Convert each line of the records below into a JSON list of strings, one string per line, leaving out blank lines.

— start DATA SHOWN —

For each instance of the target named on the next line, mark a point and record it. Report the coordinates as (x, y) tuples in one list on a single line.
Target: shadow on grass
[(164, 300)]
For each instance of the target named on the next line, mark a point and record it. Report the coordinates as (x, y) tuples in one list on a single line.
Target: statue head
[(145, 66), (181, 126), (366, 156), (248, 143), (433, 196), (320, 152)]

— end DATA SHOWN —

§ FINAL ANSWER:
[
  "For each instance of the target named on the next line, mark a point and record it. Report the coordinates as (x, y) tuples in one list on a single line.",
  "Target: shadow on grass",
  "[(164, 300)]",
  "For each instance of the target named on the next line, mark a point and record it. Report the coordinates as (x, y) tuples in one list on a single line.",
  "Target: statue head",
  "[(145, 66), (181, 126), (366, 156), (248, 143), (433, 196), (320, 152)]"
]